Cuenta las líneas de las filas siguientes que contienen la cadena "instance". Escribe solo el número.

"""

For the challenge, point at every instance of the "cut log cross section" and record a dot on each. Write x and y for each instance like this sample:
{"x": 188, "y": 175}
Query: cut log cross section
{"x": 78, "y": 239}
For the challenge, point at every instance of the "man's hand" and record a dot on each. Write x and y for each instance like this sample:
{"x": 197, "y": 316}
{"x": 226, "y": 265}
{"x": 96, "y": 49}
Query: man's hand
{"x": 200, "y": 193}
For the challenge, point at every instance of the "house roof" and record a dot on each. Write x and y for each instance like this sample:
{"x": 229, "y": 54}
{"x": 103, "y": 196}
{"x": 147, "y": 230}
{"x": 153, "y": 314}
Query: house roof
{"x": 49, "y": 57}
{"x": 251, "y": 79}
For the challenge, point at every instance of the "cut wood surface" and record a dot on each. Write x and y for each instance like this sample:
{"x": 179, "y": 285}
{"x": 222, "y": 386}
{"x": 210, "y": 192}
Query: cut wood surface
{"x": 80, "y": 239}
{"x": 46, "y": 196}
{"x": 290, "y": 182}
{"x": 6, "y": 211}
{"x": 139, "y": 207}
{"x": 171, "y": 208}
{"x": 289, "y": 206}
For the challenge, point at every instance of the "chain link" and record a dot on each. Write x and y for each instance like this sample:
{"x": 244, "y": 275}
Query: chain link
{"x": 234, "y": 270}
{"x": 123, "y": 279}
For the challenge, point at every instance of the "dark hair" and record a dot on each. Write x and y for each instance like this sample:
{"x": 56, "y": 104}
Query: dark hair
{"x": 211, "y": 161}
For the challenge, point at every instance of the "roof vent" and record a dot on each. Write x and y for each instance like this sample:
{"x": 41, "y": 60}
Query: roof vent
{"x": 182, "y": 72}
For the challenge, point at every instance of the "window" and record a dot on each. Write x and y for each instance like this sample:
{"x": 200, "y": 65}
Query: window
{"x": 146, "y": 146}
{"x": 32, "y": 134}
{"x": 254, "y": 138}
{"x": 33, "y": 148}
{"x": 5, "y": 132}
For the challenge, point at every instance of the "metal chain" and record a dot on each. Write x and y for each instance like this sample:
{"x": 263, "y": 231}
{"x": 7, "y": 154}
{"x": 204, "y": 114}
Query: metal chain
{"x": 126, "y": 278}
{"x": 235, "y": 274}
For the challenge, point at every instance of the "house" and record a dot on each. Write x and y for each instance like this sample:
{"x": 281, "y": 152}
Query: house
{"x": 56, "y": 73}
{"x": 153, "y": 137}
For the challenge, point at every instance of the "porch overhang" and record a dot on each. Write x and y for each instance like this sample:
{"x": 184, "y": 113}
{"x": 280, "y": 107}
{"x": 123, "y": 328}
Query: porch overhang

"""

--- RESULTADO OBTENIDO ---
11